--- TEXT SEGMENT ---
===
Wednesday, May 28, 2008

End of the Tunnel


As the saying goes, I hope that light I see is not an oncoming train. I really do think that the work crunch is nearly over, which means that I'll soon be able to resume reading and commenting. It'll be nice to see everyone again.

It'll also be nice to post pictures of actual current knitting, of which there is some, really, instead of more recycled sky and water. Although as recycled pictures go, this one is not bad, if I do say so myself.

Tuesday, May 27, 2008

This One I Can Do

Today's Ten on Tuesday is 10 Favorite Time Wasters: ways to procrastinate and waste time without noticing until after it's gone.
  1. Reading blogs, of course. And reading the blogs they link to, and the blogs they link to...
  2. Playing Wordtwist. After an embarrassingly large number of games I now get a semi-respectable score once in a while.
  3. Messing around with pictures: cropping them, blogging them, putting them in my wallpaper folder.
  4. Reading reviews of things we might want/need to buy: cameras, cars (don't look at me like that: our cars are 12 and 15 years old, and we're looking for better gas mileage), laptops.
  5. Drooling over things I might desperately need to buy: yarn, fiber, spinning wheels.
  6. Reading about politics, sports, current events, history, and politics.
  7. Two words: Ravelry forums.
  8. TV game shows. They're my no-longer-secret vice.
  9. Trying to decide what yarn to use in my next pair of socks. Since I have a bewildering quantity and variety of sock yarn (see #5 above), this can take a while.
  10. Trying to decide what stitch pattern(s) to use in my next pair of socks. Since I have about half a dozen (all right, eight) stitch dictionaries, not counting books with stitch-dictionary sections and online stitch dictionaries, this can take a while.
How about you? (If you're one of those people who live happily on three hours of sleep every night and efficiently finish everything on your to-do list by 8 each morning, please go read some other blog.)
===
--- Stored data ---

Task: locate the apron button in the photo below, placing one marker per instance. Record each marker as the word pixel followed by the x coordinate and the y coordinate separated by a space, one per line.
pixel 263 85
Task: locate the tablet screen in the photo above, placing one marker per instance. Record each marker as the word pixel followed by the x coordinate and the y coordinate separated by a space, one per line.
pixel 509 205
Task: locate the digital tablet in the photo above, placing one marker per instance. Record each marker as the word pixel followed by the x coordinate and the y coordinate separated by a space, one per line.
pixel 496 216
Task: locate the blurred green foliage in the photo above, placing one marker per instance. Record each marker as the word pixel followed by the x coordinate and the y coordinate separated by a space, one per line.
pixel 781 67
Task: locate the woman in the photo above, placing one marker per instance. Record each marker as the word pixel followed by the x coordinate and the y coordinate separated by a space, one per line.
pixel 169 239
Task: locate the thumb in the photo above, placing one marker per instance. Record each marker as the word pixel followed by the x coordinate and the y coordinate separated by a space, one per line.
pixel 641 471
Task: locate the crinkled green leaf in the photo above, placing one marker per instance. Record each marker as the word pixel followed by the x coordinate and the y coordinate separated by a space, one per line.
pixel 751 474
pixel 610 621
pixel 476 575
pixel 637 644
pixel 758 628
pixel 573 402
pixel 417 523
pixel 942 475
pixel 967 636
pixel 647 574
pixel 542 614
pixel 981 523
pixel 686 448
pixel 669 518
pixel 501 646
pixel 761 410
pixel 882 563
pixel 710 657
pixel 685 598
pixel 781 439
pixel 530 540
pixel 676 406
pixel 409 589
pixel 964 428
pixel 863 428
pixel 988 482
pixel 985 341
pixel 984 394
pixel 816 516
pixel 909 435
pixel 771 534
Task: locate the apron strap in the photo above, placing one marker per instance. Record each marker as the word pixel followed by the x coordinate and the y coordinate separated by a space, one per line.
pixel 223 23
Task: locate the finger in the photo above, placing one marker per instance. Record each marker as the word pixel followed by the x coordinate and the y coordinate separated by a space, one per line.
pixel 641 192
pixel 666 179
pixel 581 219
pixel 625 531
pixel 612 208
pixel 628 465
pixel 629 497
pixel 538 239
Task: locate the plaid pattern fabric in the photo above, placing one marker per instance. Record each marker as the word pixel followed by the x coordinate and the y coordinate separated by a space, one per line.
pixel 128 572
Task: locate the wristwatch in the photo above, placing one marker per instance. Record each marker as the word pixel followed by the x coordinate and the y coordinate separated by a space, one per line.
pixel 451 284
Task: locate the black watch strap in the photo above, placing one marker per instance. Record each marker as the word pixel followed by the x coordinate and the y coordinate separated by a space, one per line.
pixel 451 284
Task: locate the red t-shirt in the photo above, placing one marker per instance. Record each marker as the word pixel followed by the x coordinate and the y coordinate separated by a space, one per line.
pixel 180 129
===
--- WORK REQUIRED ---
Answer the following from the blog text:
(a) How old are the two cars mentioned in the list of time wasters?
(b) Not counting books with stitch-dictionary sections and online stitch dictionaries, how many stitch dictionaries does the writer own?
(c) In the post titled "End of the Tunnel," what kind of pictures does the writer look forward to posting instead of more recycled sky and water?

--- FINISHED TASK ---
(a) 12 and 15 years old.
(b) Eight.
(c) Pictures of actual current knitting.